## Text under study

○ ○ ○ ○ ○ ○ ○

Over the past seven weeks, trade unionists have put in an incredible shift. Our members have worked in their millions throughout the pandemic, risking their lives providing frontline care and support to the country, driving buses, collecting refuse and delivering our post while millions more have been furloughed with pay protection from government, secured by their unions. Trade unions have also been at the virtual table in daily discussions with ministers and employers, thrashing out the urgent measures needed to keep our people safe, money in our pockets and good jobs to return to.
But we are not putting our feet up. The concern now is that we are in the embrace of the worst recession in 300 years, which brings terrifying prospects for working people. The jobs cliff-edge may have moved to July, with employers being asked to pay their fair share towards wage protection from August, but there is an urgency to our calls for a comprehensive jobs creation programme to take shape now. No time should be wasted in getting back round the table – unions, ministers and employers – to agree a post-Covid-19 plan and strategy to build back, and better.
There’s no doubt that we’re a changing country. Key workers are getting the recognition – if not yet the pay and job security – they rightly deserve. We are becoming increasingly aware of coronavirus as a class issue, disproportionately hurting the most vulnerable, poorest and minority communities.

○ ○ ○ ○ ○ ○ ○

## Data section

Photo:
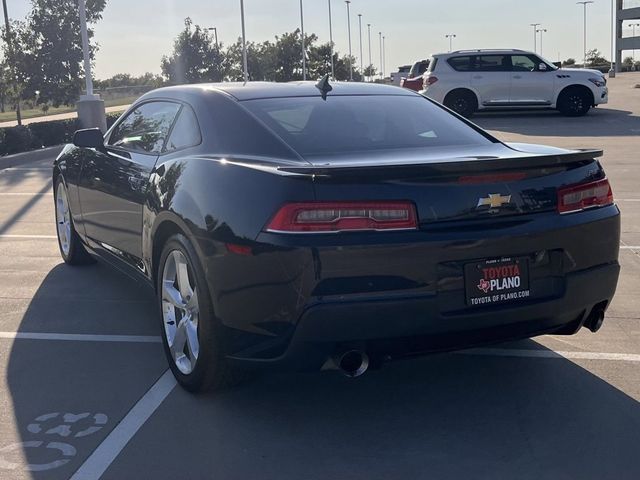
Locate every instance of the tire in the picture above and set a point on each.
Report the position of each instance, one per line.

○ ○ ○ ○ ○ ○ ○

## About this task
Rewrite everything from "But we are not" down to "back, and better." in the text on trade unions and the recession, using "downturn" in place of "recession". Answer from the text alone.

## The completed task
But we are not putting our feet up. The concern now is that we are in the embrace of the worst downturn in 300 years, which brings terrifying prospects for working people. The jobs cliff-edge may have moved to July, with employers being asked to pay their fair share towards wage protection from August, but there is an urgency to our calls for a comprehensive jobs creation programme to take shape now. No time should be wasted in getting back round the table – unions, ministers and employers – to agree a post-Covid-19 plan and strategy to build back, and better.